- **Point localization data**
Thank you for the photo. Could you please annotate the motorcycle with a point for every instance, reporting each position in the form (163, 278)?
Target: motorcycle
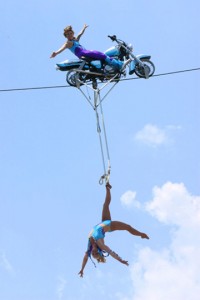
(87, 70)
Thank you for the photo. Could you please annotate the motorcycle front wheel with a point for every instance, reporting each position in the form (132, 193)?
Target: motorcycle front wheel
(146, 71)
(73, 78)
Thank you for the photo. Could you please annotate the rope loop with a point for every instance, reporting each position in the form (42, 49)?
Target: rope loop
(105, 177)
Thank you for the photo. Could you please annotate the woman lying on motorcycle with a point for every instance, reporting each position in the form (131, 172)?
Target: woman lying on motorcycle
(74, 46)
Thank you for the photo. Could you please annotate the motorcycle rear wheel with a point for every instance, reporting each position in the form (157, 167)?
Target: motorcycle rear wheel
(150, 69)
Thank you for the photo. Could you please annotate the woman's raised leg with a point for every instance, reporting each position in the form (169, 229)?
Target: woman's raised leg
(106, 210)
(117, 225)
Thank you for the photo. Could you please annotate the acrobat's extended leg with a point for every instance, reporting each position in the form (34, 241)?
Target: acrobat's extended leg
(117, 225)
(106, 210)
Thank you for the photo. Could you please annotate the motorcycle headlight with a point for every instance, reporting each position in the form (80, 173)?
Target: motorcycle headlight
(130, 47)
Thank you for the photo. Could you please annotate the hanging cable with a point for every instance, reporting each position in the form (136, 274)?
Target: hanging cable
(97, 102)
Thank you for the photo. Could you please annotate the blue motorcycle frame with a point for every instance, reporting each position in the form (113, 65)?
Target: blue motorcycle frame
(87, 70)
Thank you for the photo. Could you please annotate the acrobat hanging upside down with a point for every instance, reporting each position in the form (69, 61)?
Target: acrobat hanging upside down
(96, 246)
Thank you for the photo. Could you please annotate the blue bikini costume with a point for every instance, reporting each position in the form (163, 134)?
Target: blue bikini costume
(97, 233)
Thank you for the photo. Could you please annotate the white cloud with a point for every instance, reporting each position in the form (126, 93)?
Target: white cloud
(152, 135)
(172, 272)
(128, 199)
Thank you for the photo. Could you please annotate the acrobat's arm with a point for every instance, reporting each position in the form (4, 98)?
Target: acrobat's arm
(61, 49)
(81, 32)
(101, 244)
(84, 262)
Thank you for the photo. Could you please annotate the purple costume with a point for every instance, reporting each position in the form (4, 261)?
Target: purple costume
(79, 51)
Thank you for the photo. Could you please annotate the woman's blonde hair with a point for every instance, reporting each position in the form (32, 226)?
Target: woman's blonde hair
(66, 29)
(101, 259)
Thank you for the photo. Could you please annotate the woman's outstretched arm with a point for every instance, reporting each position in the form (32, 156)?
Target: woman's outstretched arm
(81, 32)
(101, 244)
(84, 262)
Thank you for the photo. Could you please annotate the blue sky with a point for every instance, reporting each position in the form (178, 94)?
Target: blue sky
(50, 160)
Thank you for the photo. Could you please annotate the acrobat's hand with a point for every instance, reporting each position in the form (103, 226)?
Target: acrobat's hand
(144, 236)
(125, 262)
(80, 273)
(108, 186)
(53, 54)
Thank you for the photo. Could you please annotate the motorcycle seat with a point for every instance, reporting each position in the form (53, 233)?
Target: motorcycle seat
(88, 59)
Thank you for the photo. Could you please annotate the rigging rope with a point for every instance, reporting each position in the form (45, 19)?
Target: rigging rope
(97, 103)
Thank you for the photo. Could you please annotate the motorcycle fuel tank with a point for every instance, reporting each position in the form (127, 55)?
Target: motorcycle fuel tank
(113, 51)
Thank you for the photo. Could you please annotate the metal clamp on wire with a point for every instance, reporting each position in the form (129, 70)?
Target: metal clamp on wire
(105, 177)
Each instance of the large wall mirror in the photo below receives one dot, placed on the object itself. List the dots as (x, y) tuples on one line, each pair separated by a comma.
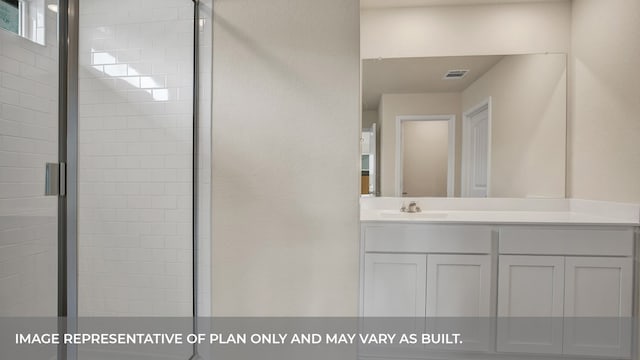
[(465, 126)]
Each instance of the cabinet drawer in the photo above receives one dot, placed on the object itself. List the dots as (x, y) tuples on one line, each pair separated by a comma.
[(563, 241), (427, 238)]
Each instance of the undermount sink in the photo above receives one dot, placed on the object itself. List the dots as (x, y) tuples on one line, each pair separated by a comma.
[(416, 215)]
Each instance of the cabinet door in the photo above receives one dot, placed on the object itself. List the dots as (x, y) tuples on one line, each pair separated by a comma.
[(458, 298), (597, 306), (530, 304), (394, 285)]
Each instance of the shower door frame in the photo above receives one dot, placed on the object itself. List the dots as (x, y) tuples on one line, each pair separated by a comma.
[(68, 37)]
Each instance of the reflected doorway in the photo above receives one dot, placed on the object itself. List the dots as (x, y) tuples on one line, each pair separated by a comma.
[(425, 155)]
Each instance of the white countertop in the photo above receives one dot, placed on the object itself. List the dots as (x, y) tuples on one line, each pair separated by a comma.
[(502, 211)]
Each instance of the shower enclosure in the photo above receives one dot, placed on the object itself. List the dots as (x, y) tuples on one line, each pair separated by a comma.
[(113, 99)]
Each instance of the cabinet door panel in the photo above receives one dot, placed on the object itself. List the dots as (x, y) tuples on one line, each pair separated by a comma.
[(597, 306), (530, 304), (394, 285), (458, 298)]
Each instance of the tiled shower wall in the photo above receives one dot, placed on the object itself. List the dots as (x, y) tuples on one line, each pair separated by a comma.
[(28, 140), (135, 157)]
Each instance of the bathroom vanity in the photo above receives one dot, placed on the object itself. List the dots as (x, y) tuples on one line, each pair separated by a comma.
[(520, 278)]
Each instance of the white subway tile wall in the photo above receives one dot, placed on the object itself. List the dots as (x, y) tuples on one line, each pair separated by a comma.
[(28, 140), (135, 107)]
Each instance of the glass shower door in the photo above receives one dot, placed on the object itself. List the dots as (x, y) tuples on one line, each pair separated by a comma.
[(28, 141), (135, 158)]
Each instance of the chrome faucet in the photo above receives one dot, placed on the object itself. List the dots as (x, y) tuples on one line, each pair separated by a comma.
[(413, 208)]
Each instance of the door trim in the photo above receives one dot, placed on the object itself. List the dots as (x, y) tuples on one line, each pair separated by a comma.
[(465, 172), (451, 161)]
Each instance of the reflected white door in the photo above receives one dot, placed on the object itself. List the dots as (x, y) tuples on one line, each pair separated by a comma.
[(475, 159), (425, 158)]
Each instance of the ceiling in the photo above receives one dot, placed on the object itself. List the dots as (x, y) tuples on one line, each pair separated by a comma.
[(365, 4), (418, 75)]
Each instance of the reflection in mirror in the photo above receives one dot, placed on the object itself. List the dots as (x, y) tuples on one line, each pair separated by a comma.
[(470, 126)]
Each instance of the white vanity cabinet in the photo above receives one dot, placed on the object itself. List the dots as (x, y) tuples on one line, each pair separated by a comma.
[(564, 297), (429, 271), (554, 290), (394, 285)]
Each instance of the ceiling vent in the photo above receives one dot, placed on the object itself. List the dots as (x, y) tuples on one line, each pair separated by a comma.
[(455, 74)]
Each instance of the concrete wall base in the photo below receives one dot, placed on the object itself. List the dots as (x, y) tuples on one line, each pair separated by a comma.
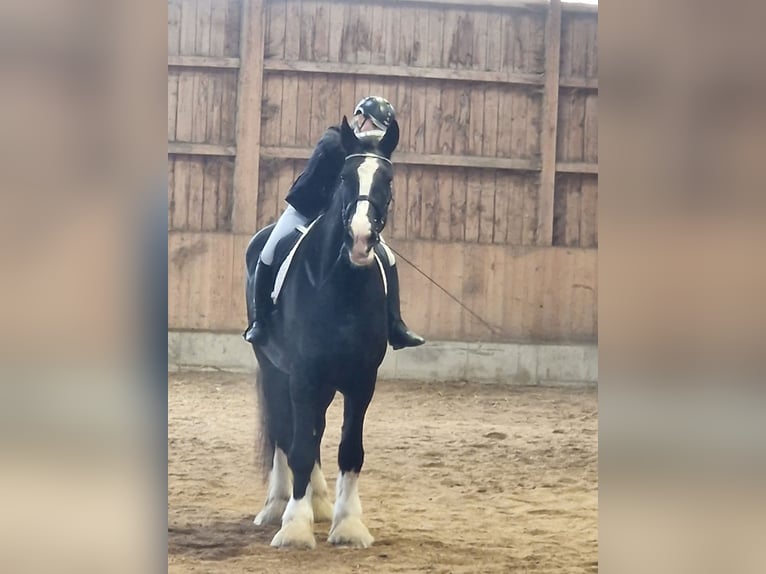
[(435, 361)]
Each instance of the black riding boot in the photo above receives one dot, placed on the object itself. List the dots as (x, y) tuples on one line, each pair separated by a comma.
[(398, 334), (256, 333)]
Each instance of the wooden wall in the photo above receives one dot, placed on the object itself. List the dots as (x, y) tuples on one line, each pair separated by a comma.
[(496, 171)]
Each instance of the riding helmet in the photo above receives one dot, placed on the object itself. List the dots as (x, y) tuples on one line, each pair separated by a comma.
[(378, 109)]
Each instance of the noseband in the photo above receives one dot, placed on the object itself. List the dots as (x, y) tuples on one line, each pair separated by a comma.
[(381, 212)]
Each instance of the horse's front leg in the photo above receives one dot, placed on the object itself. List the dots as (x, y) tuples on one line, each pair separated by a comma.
[(298, 519), (320, 496), (347, 526)]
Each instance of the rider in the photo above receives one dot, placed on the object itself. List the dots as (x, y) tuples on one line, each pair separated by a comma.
[(309, 196)]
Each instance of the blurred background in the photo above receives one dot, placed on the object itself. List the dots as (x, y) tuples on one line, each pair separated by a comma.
[(681, 275)]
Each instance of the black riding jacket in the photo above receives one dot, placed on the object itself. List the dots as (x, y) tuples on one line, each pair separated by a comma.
[(311, 193)]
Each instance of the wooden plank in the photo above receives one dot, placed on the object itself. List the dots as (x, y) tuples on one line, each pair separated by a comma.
[(179, 204), (211, 179), (414, 191), (491, 122), (275, 38), (579, 46), (447, 317), (473, 202), (406, 38), (577, 167), (519, 124), (350, 68), (171, 189), (337, 12), (390, 37), (305, 104), (185, 107), (322, 33), (196, 191), (443, 182), (218, 29), (292, 32), (476, 123), (188, 33), (215, 98), (494, 56), (172, 104), (398, 210), (174, 26), (433, 42), (533, 113), (513, 186), (306, 29), (510, 50), (200, 273), (202, 40), (530, 210), (590, 130), (348, 44), (544, 234), (579, 83), (505, 124), (199, 113), (481, 25), (430, 207), (232, 45), (461, 124), (501, 208), (459, 205), (201, 149), (514, 279), (573, 211), (225, 193), (589, 212), (435, 118), (248, 130), (347, 98), (377, 51), (486, 206), (420, 37), (591, 62), (203, 62), (229, 110)]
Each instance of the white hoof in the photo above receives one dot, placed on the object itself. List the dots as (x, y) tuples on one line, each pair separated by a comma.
[(297, 526), (322, 508), (272, 512), (350, 532), (295, 534)]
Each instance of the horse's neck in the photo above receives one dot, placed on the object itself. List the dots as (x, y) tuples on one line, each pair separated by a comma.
[(329, 235)]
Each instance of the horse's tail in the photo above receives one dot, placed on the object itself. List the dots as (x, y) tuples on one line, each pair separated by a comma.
[(264, 443), (275, 411)]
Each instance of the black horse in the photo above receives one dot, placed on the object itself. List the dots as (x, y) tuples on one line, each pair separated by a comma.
[(329, 333)]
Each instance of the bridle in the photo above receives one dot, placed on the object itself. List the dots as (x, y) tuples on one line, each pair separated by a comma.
[(381, 212)]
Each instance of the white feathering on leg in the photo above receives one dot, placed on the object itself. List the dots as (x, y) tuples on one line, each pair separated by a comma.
[(297, 525), (280, 487), (347, 526), (320, 501)]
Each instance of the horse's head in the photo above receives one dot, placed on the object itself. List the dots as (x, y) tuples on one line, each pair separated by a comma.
[(366, 189)]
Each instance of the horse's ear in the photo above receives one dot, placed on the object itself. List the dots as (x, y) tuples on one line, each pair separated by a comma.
[(389, 142), (347, 136)]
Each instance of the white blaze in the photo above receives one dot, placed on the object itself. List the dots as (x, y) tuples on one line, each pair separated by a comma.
[(360, 221)]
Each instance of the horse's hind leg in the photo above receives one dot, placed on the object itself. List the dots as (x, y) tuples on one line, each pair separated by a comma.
[(298, 520), (280, 485), (347, 526), (320, 496), (276, 426)]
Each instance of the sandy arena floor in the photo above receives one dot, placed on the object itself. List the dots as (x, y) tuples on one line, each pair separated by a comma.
[(462, 478)]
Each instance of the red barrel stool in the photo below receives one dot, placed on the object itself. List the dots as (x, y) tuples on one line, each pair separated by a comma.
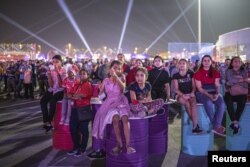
[(61, 137), (138, 140)]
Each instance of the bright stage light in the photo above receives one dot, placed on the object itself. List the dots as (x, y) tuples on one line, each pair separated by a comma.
[(186, 20), (9, 20), (130, 4), (171, 25), (73, 23), (58, 21)]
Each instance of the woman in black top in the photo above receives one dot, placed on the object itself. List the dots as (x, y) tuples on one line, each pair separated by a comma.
[(185, 88), (159, 80)]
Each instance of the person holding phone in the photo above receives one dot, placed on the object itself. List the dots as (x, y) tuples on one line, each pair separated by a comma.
[(55, 74)]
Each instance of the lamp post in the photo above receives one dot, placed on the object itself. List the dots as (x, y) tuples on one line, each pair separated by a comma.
[(199, 26)]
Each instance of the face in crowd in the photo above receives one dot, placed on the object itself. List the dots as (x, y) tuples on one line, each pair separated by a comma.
[(236, 63), (157, 62), (182, 65), (121, 58), (141, 75), (83, 74), (115, 68), (206, 62)]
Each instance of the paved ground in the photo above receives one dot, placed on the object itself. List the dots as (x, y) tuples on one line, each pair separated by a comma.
[(23, 142)]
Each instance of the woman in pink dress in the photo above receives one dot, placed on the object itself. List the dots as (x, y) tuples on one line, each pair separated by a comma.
[(114, 108)]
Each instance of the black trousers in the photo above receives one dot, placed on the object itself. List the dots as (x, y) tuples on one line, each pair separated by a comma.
[(75, 124), (49, 98), (28, 90), (43, 86), (240, 101), (158, 93)]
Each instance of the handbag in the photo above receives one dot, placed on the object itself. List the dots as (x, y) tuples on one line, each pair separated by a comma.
[(237, 89), (84, 113)]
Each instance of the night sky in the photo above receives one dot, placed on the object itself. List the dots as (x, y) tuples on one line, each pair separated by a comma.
[(101, 22)]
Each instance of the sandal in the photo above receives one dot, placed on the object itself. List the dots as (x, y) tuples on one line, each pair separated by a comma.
[(130, 150), (116, 150)]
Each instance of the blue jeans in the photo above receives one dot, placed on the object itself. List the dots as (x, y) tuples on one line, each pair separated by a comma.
[(83, 127), (214, 116)]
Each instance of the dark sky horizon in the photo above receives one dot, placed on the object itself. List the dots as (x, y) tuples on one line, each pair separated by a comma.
[(101, 22)]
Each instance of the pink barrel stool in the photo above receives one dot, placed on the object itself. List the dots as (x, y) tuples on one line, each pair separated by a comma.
[(95, 90), (61, 137), (138, 140), (97, 143), (158, 133)]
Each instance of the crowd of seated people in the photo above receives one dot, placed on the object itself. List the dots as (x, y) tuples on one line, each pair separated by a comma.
[(148, 86)]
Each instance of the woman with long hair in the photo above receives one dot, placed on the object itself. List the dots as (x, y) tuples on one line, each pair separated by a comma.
[(236, 75), (207, 81)]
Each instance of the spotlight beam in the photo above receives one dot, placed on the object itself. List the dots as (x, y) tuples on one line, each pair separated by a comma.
[(73, 23), (58, 21), (171, 25), (130, 4), (186, 20), (9, 20)]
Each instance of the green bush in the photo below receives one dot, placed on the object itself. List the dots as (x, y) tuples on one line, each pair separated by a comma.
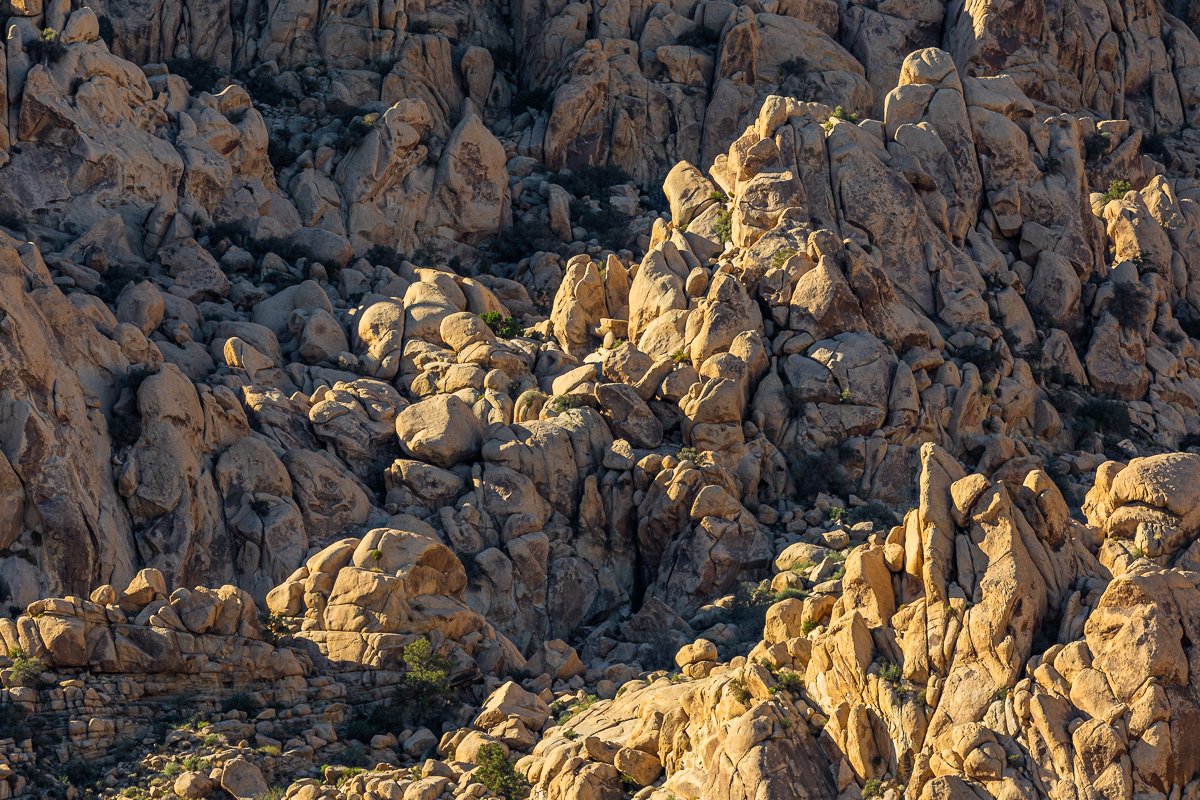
[(891, 673), (507, 326), (424, 695), (781, 257), (47, 47), (496, 771), (724, 226), (749, 607), (1117, 190)]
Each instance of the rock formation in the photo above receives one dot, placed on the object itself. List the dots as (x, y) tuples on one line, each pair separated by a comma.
[(701, 401)]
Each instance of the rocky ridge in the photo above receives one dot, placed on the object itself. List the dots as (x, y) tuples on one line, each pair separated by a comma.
[(772, 485)]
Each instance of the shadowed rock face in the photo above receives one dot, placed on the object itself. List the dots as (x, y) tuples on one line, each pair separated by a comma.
[(697, 401)]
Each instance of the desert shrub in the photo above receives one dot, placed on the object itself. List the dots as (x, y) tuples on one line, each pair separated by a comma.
[(875, 512), (355, 130), (591, 180), (749, 607), (1117, 190), (496, 771), (891, 673), (275, 627), (781, 256), (561, 403), (81, 774), (199, 74), (504, 326), (702, 37), (424, 695), (839, 113), (724, 226), (47, 47)]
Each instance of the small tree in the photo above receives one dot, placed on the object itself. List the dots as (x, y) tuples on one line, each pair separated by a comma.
[(496, 771), (424, 695)]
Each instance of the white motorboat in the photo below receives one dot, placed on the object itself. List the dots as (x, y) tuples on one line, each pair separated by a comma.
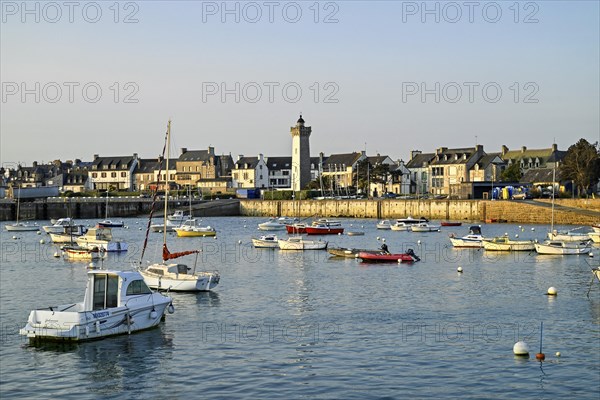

- **PROBLEM STATEMENT**
From the records above, copy only the lines starting with the line that holds "Target: motorcycle front wheel" and going on through the line that holds "Thank you for the photo. Could you please annotate the white", exactly as written.

- **TASK OUTPUT**
Target: motorcycle front wheel
(146, 71)
(73, 78)
Thank you for the photo. Could you please annotate the rope loop with a point for every instance, reporting each position in the form (42, 49)?
Target: rope loop
(105, 177)
Thank you for the photo. Could you please annotate the woman lying on motorcycle with a point for every instance, reporting each position in the form (131, 172)?
Target: woman lying on motorcycle
(74, 46)
Thank you for the photo. Could you please annotate the motorcycle rear wheel with a point for every instance, reporting each position in the form (157, 167)?
Target: motorcycle rear wheel
(150, 69)
Thank you for the photo. Could you please annotate the woman's raised leg with a point for every instance, reporting each position in the form (169, 229)?
Target: woman's raised leg
(106, 210)
(117, 225)
Thank you for the photo. Could you please annotate the acrobat's extended leg with a point for every instance, reporting each position in the form (34, 241)?
Target: acrobat's extended leg
(117, 225)
(106, 210)
Thank you for the photo. Could you please annotate the motorcycle headlight with a point for every instance, reporting each position in the form (80, 173)?
Target: motorcycle headlight
(130, 47)
Thank you for the photo. Could you please annotate the hanging cable with a point for every instance, reporting each position in the form (136, 274)?
Target: hanging cable
(97, 102)
Thank you for the photo. Could you please annotate the blue motorcycle frame with a point for every instance, reporting each position in the form (113, 65)?
Target: blue motorcycle frame
(87, 70)
Thank you for the photo. Could you please annotate the acrobat hanging upside down with a point for every instance, reporting each position in the form (69, 61)?
Target: acrobat hanging upside down
(96, 246)
Thank you for the photo. Could you please annotate the blue bikini costume with a point for every instance, reporting each position in the form (163, 134)?
Target: blue bikini costume
(97, 233)
Thank you for the photo. Could you please annotate the white cloud with a point for every instance, reporting each position in the form (126, 93)?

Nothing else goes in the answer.